▶ WHAT YOU SHOULD DO
Output all of the entries exactly as written.

▶ DATASET RECORDS
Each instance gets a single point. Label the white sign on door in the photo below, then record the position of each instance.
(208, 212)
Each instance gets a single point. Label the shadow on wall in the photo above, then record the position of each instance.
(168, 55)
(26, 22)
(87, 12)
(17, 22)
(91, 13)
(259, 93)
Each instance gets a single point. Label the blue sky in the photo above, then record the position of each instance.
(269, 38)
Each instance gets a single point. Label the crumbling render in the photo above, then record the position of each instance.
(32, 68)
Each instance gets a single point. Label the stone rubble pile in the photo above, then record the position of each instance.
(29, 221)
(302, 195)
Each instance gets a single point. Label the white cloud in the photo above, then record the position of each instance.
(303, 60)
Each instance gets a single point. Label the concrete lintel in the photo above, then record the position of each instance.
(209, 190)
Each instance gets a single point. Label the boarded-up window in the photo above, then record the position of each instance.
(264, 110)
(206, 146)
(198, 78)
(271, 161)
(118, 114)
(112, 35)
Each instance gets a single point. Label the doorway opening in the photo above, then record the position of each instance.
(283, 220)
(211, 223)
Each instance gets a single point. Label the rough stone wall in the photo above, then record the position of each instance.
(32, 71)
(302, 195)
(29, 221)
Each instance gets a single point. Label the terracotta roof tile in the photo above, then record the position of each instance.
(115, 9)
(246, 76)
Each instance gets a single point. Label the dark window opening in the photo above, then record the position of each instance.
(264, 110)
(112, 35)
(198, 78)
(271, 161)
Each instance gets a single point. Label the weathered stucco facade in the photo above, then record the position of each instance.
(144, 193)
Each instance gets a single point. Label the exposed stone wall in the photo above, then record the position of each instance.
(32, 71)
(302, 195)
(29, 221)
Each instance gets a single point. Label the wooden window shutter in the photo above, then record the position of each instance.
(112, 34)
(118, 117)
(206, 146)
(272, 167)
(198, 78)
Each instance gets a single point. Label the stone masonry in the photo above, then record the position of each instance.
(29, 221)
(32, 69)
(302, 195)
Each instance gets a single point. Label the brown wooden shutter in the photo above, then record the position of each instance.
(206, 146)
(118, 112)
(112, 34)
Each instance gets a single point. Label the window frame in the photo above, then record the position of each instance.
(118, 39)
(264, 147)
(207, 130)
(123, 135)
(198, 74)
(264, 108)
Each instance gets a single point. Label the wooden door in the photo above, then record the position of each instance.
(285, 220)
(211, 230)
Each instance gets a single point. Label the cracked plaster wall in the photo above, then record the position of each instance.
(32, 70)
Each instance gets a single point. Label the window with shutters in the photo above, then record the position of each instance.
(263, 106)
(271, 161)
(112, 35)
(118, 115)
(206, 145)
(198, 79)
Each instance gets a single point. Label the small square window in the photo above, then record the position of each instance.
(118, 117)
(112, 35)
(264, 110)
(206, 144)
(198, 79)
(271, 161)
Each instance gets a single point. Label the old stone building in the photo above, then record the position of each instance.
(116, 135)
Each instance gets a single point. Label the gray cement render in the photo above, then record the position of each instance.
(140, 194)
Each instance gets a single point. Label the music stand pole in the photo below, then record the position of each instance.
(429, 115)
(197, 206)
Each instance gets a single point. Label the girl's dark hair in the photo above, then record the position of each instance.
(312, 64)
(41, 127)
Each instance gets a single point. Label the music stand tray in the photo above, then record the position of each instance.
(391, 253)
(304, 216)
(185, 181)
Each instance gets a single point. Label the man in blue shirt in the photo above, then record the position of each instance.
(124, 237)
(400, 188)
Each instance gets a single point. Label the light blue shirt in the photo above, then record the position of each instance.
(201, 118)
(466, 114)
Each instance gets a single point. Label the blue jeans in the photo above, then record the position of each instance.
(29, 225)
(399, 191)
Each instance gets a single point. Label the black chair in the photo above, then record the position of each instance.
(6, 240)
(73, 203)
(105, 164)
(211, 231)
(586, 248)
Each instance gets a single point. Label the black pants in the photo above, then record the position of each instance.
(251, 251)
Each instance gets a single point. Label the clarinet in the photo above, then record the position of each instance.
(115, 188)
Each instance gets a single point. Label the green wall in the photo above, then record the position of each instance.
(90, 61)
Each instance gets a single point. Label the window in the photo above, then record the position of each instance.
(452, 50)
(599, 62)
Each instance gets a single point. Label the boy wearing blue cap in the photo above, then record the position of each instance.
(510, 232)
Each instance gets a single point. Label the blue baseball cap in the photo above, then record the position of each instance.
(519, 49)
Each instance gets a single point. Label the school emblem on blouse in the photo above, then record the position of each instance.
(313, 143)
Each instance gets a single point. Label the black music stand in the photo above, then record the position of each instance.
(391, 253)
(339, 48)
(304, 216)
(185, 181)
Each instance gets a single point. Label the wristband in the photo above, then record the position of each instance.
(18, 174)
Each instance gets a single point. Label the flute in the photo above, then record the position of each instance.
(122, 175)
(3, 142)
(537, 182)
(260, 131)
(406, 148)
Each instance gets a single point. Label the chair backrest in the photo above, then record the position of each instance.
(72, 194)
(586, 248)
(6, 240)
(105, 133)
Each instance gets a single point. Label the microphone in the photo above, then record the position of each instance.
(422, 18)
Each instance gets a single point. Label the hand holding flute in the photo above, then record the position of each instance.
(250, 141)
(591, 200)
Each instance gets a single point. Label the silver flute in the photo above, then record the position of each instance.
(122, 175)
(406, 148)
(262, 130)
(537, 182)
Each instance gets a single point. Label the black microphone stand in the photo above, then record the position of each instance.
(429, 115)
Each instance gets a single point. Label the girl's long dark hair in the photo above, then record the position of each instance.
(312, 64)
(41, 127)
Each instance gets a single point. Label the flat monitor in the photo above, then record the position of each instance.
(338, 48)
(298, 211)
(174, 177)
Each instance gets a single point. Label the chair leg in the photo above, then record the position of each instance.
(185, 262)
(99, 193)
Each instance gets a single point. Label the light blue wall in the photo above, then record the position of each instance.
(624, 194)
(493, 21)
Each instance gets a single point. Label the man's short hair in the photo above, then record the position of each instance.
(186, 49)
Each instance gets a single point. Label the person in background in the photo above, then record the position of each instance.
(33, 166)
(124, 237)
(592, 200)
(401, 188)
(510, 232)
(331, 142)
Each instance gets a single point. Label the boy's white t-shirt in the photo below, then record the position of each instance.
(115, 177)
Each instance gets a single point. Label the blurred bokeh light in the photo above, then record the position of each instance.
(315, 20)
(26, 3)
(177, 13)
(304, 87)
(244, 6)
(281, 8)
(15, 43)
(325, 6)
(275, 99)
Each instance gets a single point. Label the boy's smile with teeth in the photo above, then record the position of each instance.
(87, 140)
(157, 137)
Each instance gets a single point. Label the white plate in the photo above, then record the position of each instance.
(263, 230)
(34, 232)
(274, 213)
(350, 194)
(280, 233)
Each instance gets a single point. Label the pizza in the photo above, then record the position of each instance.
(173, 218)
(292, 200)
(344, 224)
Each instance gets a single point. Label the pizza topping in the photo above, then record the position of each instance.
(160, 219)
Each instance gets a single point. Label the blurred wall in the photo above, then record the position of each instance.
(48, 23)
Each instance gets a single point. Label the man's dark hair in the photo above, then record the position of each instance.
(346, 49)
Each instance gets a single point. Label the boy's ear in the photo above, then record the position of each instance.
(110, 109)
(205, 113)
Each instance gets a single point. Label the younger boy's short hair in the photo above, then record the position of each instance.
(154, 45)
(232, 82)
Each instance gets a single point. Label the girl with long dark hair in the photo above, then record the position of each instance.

▶ ANSWER TO THE TASK
Each instance gets a single point. Label the white sign on door in the photo below, then record the position of each instance.
(208, 212)
Each instance gets a single point. Label the shadow on wall in the photo above, then record the position of each instance.
(168, 55)
(26, 22)
(87, 12)
(17, 22)
(91, 13)
(259, 93)
Each instance gets a single point. Label the blue sky in the photo above, then record the position of each instance.
(269, 38)
Each instance gets a single point. Label the crumbling render in the photo above, then record the position of each instance.
(32, 68)
Each instance gets a single point. Label the stone rubble pile in the photo above, then record the position of each instance.
(29, 221)
(302, 195)
Each instance gets a single point. Label the white cloud in the photo above, then record the position of each instance.
(303, 60)
Each instance gets a single point. Label the concrete lintel in the photo above, then record the position of each instance.
(209, 190)
Each instance gets a single point. Label the boarded-up window in the photo above, then record the position of each instance.
(264, 110)
(206, 146)
(198, 78)
(271, 161)
(118, 114)
(112, 35)
Each instance gets a single point. Label the doorway opening in the photo above, then record the position of each instance.
(283, 220)
(211, 223)
Each instance gets a single point. Label the rough stone wall in the photo above, then record the position of each instance.
(32, 71)
(302, 195)
(29, 221)
Each instance gets a single point. Label the terracotta roof tile in the photo above, then record the position of each instance.
(115, 9)
(246, 76)
Each instance gets a single point. Label the dark window opening in the photo above, then record the position of each instance.
(264, 110)
(112, 35)
(198, 78)
(271, 161)
Each instance gets a single point. Label the weathered stucco facade in the photo above, then record the position of each instance.
(144, 193)
Each instance gets a single point. Label the exposed stone wall in the photo above, then record the position of each instance.
(32, 71)
(302, 195)
(29, 221)
Each instance gets a single point. Label the wooden window shutter in the photo above, then record the position of each instance.
(112, 34)
(118, 117)
(206, 146)
(272, 167)
(198, 78)
Each instance gets a single point. Label the stone masonry in the photo above, then record the position of each instance.
(29, 221)
(32, 69)
(302, 195)
Each instance gets a single point. Label the brown wooden shutter in the photo above, then record the position of each instance.
(206, 146)
(118, 112)
(112, 34)
Each instance gets a single point. Label the window frame in the photo above, then record the position of each instance.
(118, 39)
(264, 147)
(207, 130)
(123, 135)
(198, 74)
(264, 108)
Each instance gets a single point. Label the wooden door in the photo above, then record the position of each instance.
(285, 220)
(211, 230)
Each instance gets a single point. Label the cracked plaster wall in the photo above, then record the position of each instance.
(32, 70)
Each instance gets a single point. Label the window with shutters in the photo above, then record the position of each instance.
(263, 106)
(271, 161)
(112, 35)
(118, 115)
(206, 145)
(198, 79)
Each instance gets a single point. Label the small square window in the photo above, then record the position of each instance.
(118, 117)
(112, 35)
(264, 110)
(206, 144)
(198, 79)
(271, 161)
Each instance gets a single point. Label the old stone building in the photo above, then record the position of each instance.
(116, 135)
Each instance gets a single point. Label the gray cement render in the photo above, then record the position of each instance.
(140, 194)
Each instance gets a single point. Label the music stand pole in the photo below, then record the position of each instance.
(429, 115)
(197, 206)
Each instance gets a single point. Label the girl's dark hair in the photo above, then record the position of each instance.
(312, 64)
(41, 127)
Each instance gets a single point. Label the music stand tray in the photo above, then record the position of each instance.
(391, 253)
(304, 216)
(185, 181)
Each instance gets a single point. Label the man in blue shirt in the photo above, then record the position of each instance.
(124, 237)
(400, 188)
Each instance gets a single point. Label the light blue shirt in the photo above, then record the position of each instance.
(201, 118)
(466, 114)
Each instance gets a single point. Label the blue jeans in the photo above, then record the position of each instance.
(29, 225)
(399, 191)
Each instance gets a single point. Label the black chair in the photo above, then record the position of each instance.
(6, 240)
(73, 203)
(105, 164)
(211, 231)
(586, 248)
Each instance gets a single point. Label the black pants in the photo above, then record the position of each instance.
(251, 251)
Each instance gets a single point. Label the clarinet in the photo above, then record the position of each instance.
(115, 188)
Each instance gets a single point. Label the green wall in the photo above, then record the position of each instance.
(90, 61)
Each instance gets a single point. Label the window in the photo above, then record the position of each instance.
(452, 50)
(599, 62)
Each instance gets a single point. Label the boy wearing blue cap in the photo above, then record the position of each instance.
(510, 232)
Each instance gets a single point. Label the blue baseball cap in the photo above, then record the position of each instance.
(519, 49)
Each instance gets a single point. Label the school emblem on blouse in the photo above, then record the position of each instance.
(313, 143)
Each instance gets a single point. Label the black music stand in the photo above, then record the position of each instance.
(391, 253)
(339, 48)
(304, 216)
(185, 181)
Each instance gets a single point. Label the wristband in the photo above, then record the position of each instance.
(18, 174)
Each instance gets a single point. Label the flute in the photo above, then record the position of each instance.
(122, 175)
(3, 142)
(537, 182)
(260, 131)
(406, 148)
Each instance gets a single point. Label the chair backrest in the photo above, then record the position of each instance.
(72, 194)
(586, 248)
(6, 240)
(105, 133)
Each instance gets a single point. Label the microphone in the photo above, then record the position of each instance.
(422, 18)
Each instance gets a single point. Label the hand holding flute in the photo above, then record the position of each instance.
(250, 141)
(591, 200)
Each instance gets a single point. Label the silver flute in the photo above, then record the position of each instance.
(122, 175)
(406, 148)
(262, 130)
(537, 182)
Each instance gets a single point. Label the black microphone stand in the photo above, then record the position of each instance.
(429, 115)
Each instance gets a single point. Label the girl's long dark hair in the photo above, then record the position of each instance.
(312, 64)
(41, 127)
Each instance gets a single point. Label the flat monitor in the photo above, then record the position of each instance.
(338, 48)
(298, 211)
(174, 177)
Each instance gets a single point. Label the chair leg in the photo above, then record the position of each instance.
(185, 262)
(99, 193)
Each instance gets a single point. Label the light blue wall in the photo above, then record the position of each instance.
(624, 194)
(493, 21)
Each instance gets a single point. Label the man's short hair in the photo above, then record the position of each instance.
(186, 49)
Each instance gets a single point. Label the person in background in the photo above, then record the position of each instance.
(33, 166)
(124, 237)
(592, 200)
(401, 188)
(510, 232)
(331, 142)
Each instance gets a single point. Label the boy's white t-shirt in the photo below, then record the position of each instance.
(115, 177)
Each instance gets a single point. Label the blurred bokeh light in the photo above, then record the position of each instance.
(315, 20)
(26, 3)
(177, 13)
(304, 87)
(244, 6)
(281, 8)
(15, 43)
(325, 6)
(275, 99)
Each instance gets a single point. Label the boy's smile with teeth in the photo above, then record the position of each instance.
(87, 140)
(157, 137)
Each instance gets a single point. Label the white plate in the photo above, then record the position of each instance.
(263, 230)
(34, 232)
(274, 213)
(350, 194)
(280, 233)
Each instance gets a single point. Label the pizza in the photo above, then record the position of each instance.
(173, 218)
(292, 200)
(344, 224)
Each instance gets a single point. Label the pizza topping in the photo above, then record the position of each instance.
(160, 219)
Each instance gets a single point. Label the blurred wall in the photo above, then record the position of each instance.
(48, 23)
Each instance gets a single point. Label the man's dark hair in the photo above, then record the position of each instance.
(346, 49)
Each instance gets a single point. Label the boy's ear in the photo above, then record the position of each instance.
(110, 109)
(205, 113)
Each instance gets a single point. Label the younger boy's short hair in the photo above, then record the position of each instance.
(154, 45)
(232, 82)
Each instance gets a single point. Label the girl with long dark hair in the photo above, then record the position of each instance.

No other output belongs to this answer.